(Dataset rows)
'''

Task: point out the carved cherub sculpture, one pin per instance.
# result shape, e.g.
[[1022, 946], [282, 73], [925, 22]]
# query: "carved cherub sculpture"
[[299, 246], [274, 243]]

'''

What this task involves:
How many lines in the rows above contain the string "cherub"? Reply with the number alone.

Solution to this exercise:
2